→ Written problem: Pull out every line in the listing below that contains the string "barn". Case counts.

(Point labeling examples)

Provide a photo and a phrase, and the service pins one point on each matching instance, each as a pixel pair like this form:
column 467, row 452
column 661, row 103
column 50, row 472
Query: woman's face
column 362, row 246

==

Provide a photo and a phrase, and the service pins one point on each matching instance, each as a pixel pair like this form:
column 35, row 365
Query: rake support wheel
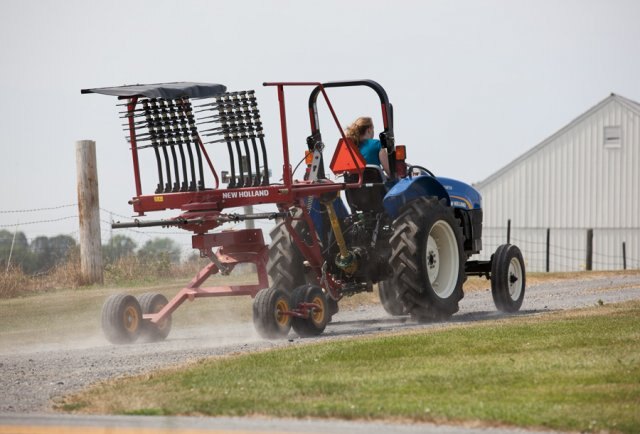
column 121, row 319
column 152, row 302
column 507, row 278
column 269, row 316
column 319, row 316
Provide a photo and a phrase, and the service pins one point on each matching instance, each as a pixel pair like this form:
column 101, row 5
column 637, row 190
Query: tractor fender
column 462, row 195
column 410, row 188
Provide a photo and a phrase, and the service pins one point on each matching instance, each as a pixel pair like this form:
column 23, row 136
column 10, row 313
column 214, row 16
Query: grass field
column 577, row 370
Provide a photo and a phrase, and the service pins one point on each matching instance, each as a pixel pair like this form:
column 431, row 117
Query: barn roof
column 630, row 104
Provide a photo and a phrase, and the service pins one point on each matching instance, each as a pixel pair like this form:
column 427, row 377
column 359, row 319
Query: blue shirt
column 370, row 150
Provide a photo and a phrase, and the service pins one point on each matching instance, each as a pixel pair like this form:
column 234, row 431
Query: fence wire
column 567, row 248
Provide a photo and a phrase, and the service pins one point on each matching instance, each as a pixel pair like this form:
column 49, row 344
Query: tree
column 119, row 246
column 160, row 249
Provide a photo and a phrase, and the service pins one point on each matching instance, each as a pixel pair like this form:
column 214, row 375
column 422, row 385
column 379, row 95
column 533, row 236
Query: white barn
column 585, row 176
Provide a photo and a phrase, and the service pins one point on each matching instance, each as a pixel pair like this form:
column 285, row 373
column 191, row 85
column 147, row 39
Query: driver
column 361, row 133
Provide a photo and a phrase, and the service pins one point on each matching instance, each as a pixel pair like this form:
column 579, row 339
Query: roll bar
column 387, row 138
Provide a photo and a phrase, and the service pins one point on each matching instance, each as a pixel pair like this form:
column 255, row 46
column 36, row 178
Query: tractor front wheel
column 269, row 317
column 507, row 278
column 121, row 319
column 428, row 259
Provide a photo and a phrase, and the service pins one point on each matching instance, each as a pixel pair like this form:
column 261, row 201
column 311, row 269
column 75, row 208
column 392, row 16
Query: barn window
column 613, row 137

→ Solution to this task:
Query: barn roof
Query: white barn
Query: barn window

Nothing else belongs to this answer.